[Task prompt] Lines holding the string "boat": copy each one from the listing below.

***

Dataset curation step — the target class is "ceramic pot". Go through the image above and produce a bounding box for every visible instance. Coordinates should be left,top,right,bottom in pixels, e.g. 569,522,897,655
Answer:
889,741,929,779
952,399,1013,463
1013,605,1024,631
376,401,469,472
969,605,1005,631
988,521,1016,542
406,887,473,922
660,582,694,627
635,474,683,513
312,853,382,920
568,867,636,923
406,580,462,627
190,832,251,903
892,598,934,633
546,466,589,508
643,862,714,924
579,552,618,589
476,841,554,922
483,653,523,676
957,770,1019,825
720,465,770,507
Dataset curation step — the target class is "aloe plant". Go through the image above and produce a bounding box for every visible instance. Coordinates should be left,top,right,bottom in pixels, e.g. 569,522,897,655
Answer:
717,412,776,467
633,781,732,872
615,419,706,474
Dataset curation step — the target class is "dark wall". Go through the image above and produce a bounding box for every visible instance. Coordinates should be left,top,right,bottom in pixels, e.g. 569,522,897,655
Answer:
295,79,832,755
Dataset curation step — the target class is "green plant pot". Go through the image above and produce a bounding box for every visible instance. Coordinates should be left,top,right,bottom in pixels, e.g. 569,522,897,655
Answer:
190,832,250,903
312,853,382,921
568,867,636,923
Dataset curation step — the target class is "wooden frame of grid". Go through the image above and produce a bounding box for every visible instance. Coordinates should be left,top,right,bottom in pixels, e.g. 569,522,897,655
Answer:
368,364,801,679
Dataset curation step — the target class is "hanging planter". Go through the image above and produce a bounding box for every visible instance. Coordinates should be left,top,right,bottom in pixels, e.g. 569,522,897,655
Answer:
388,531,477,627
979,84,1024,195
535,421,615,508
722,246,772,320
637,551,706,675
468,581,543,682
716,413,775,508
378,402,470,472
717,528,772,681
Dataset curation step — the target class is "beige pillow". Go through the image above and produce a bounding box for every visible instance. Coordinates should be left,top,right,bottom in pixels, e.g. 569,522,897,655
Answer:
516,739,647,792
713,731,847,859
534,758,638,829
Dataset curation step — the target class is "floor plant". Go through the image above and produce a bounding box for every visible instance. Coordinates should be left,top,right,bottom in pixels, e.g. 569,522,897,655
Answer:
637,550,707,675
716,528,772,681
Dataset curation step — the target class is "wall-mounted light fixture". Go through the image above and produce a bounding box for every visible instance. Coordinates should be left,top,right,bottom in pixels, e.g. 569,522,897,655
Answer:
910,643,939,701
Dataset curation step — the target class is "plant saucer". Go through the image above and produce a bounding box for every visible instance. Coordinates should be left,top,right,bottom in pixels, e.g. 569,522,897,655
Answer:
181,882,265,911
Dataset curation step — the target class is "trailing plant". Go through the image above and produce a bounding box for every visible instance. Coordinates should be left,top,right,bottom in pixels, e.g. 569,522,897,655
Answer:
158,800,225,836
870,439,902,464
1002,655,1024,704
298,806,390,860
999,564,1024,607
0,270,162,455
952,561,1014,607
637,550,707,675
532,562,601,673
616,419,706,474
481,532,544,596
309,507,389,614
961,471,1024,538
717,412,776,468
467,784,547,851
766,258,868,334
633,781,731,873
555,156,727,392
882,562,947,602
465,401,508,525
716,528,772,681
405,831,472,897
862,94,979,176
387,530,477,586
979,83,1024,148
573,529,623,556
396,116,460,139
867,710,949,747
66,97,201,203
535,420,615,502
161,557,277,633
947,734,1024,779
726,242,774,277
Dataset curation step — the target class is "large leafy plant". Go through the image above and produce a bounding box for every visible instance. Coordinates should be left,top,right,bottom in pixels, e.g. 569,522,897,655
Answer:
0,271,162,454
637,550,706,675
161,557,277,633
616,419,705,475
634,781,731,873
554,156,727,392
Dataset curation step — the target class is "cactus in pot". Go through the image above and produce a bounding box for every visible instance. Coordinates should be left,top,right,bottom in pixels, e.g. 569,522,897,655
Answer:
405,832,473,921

***

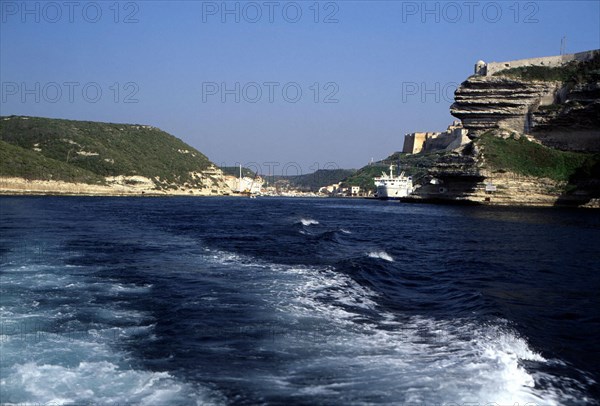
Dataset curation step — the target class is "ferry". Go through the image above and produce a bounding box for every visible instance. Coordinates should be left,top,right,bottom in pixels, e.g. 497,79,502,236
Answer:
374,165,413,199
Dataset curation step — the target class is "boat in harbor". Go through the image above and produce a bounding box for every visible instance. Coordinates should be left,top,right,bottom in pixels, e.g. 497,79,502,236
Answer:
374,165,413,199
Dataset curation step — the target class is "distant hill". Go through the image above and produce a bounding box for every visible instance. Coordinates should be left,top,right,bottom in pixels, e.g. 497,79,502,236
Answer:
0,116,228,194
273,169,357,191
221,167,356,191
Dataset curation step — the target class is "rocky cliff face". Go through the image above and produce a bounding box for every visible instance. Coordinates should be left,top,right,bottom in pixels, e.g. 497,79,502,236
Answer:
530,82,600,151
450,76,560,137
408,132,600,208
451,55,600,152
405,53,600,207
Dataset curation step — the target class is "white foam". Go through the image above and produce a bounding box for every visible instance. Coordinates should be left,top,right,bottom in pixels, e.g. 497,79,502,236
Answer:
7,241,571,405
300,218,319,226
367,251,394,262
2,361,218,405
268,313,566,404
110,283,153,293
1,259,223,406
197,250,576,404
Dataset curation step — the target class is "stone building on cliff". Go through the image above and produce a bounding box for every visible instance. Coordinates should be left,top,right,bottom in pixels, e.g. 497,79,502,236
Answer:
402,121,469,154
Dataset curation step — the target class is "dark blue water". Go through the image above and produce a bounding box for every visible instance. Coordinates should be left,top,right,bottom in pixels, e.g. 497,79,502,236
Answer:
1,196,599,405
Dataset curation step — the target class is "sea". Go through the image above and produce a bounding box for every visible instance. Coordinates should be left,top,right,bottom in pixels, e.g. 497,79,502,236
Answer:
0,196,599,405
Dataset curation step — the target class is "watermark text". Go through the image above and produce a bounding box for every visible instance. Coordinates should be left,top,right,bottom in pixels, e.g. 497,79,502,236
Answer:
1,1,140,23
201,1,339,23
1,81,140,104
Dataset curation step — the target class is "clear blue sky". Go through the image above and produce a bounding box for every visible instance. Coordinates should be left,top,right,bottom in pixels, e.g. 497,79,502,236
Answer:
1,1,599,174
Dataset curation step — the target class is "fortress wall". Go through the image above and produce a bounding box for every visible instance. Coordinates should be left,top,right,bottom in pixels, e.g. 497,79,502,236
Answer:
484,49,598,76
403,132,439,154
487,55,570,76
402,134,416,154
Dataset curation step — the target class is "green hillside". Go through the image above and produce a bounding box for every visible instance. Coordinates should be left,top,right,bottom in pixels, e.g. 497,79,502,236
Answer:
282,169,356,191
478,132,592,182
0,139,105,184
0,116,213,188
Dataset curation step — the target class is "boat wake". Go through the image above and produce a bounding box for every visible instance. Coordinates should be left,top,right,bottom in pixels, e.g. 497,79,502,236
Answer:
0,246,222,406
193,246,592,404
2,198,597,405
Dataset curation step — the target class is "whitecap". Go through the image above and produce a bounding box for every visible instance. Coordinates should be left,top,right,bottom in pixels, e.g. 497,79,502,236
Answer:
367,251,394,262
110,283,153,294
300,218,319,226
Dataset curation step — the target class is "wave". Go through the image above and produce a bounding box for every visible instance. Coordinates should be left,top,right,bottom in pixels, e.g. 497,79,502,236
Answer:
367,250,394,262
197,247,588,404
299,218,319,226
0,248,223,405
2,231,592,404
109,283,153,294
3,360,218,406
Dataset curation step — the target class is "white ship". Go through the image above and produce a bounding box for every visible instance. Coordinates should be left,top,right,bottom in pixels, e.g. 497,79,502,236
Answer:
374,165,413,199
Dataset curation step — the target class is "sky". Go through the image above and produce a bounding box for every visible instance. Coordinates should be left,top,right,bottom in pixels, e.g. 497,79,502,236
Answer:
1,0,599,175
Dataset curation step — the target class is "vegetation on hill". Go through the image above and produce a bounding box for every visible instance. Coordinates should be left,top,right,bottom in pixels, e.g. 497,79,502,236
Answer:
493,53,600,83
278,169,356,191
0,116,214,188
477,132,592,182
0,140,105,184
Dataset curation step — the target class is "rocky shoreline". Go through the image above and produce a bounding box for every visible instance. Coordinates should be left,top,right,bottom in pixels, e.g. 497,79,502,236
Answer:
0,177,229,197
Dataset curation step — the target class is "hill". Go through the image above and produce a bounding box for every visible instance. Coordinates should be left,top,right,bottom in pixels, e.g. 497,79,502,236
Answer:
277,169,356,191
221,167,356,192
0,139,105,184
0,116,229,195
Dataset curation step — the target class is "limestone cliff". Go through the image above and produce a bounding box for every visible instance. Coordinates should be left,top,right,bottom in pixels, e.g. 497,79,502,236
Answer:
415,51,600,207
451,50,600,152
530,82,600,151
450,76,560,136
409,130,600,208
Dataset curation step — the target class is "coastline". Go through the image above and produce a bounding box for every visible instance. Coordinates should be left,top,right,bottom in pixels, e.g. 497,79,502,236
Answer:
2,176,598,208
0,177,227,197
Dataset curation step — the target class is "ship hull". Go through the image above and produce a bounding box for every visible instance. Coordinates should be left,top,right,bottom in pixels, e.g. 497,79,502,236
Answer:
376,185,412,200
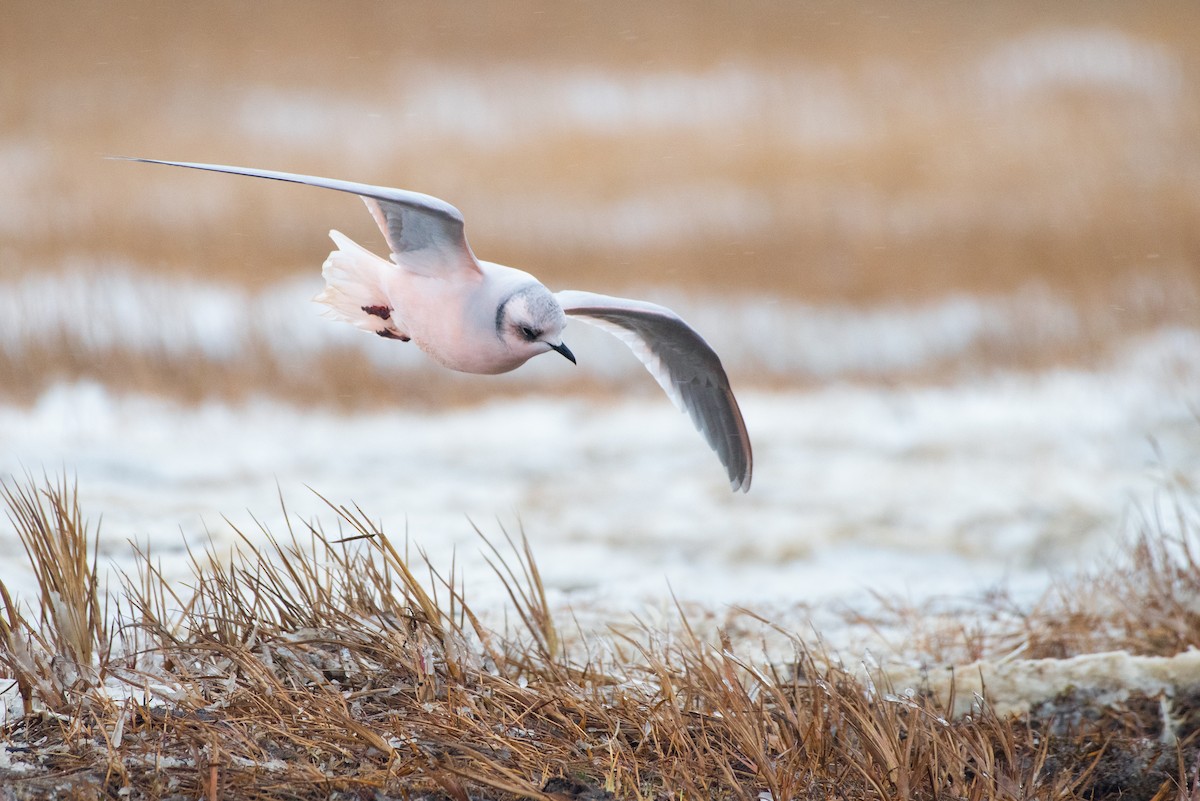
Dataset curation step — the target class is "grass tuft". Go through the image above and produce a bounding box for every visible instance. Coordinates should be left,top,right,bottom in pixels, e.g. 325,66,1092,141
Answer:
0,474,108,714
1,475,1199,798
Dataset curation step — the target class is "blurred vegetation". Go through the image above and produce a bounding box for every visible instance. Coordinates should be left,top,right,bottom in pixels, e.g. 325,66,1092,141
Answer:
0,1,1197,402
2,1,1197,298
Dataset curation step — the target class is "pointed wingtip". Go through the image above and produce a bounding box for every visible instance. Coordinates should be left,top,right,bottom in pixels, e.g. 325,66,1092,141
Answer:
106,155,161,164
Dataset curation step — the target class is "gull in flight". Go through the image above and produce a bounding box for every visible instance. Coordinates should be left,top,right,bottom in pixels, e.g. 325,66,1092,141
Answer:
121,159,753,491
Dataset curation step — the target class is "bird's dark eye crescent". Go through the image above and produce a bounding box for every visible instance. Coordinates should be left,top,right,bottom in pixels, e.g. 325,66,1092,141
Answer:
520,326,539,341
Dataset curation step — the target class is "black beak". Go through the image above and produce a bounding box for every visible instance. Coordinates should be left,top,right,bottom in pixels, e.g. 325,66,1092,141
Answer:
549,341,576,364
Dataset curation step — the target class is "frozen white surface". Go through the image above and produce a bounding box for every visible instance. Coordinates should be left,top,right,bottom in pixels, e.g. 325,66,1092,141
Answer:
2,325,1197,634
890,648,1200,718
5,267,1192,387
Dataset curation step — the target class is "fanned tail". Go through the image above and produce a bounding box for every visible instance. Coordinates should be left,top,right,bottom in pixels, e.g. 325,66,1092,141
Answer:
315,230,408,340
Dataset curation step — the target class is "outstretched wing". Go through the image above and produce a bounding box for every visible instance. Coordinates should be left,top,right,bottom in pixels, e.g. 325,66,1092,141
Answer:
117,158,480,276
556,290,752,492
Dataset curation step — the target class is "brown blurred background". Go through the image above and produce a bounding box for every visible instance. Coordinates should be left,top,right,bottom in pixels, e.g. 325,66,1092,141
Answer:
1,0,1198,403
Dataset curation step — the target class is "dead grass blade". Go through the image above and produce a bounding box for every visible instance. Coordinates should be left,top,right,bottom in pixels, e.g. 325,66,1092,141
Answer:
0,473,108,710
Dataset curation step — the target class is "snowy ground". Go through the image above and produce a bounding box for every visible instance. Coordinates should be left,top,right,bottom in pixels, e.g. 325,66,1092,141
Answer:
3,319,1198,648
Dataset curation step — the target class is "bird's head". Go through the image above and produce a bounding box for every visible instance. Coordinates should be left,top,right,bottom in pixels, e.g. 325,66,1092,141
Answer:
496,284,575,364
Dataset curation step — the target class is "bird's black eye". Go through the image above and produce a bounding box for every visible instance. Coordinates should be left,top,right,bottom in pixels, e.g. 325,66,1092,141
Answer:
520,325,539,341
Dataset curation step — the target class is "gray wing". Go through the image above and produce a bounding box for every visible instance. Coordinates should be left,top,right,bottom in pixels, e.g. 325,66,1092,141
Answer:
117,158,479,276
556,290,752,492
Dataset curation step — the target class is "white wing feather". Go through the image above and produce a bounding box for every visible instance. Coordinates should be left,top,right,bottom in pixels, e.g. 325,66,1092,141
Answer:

***

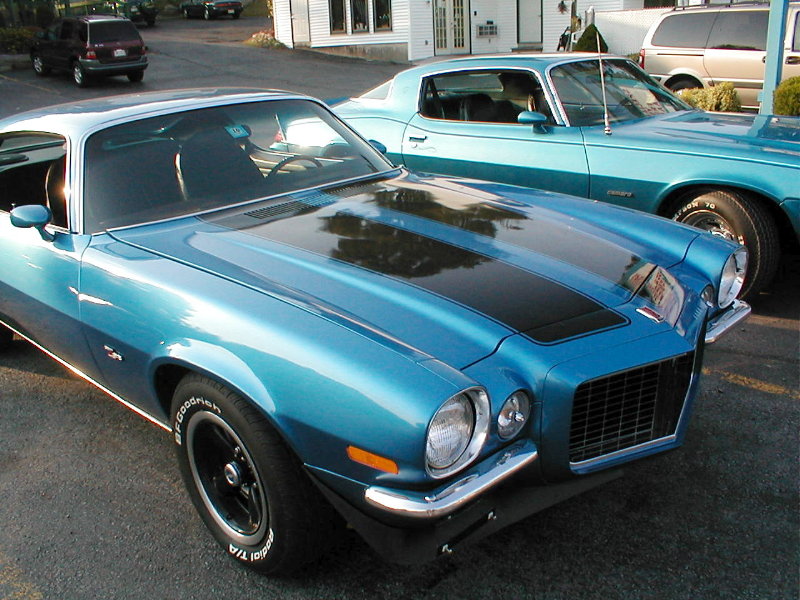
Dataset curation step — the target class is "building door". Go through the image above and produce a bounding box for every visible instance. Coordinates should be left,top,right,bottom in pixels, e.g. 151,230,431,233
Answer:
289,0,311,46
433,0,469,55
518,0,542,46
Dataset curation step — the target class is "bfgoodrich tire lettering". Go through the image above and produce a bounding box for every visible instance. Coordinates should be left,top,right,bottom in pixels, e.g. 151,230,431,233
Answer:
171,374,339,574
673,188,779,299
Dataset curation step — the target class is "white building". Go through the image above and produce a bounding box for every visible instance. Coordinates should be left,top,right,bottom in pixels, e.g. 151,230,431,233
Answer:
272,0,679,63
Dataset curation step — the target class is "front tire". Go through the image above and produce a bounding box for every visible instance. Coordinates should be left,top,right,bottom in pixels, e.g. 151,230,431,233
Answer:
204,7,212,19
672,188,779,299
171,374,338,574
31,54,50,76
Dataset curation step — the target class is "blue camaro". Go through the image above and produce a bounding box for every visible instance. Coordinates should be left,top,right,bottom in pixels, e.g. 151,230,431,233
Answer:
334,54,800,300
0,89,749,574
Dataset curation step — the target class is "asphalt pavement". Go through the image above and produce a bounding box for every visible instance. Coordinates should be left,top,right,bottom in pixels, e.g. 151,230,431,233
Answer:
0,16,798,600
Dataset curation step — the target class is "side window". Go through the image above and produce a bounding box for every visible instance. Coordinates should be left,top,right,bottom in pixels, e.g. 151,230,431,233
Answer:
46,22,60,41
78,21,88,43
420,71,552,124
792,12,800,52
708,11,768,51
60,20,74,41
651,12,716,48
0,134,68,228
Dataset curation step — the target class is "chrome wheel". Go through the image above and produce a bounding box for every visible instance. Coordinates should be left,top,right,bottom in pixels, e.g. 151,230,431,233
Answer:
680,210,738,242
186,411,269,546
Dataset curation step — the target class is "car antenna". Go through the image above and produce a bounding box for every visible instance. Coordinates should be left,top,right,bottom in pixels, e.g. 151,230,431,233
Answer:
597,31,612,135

***

[Answer box]
Dataset curation step — the target class is "boat in harbor". Go through the image above and produce a bounding box for every visible instance. Coordinates should be left,top,right,bottom in pixels, e.g. 497,79,502,236
Dataset curation step — the target class is "boat wake". Go through the image above and produce a bounding box for every visible instance. Coordinates should be left,top,right,bottom in pixels, e.g. 497,79,502,236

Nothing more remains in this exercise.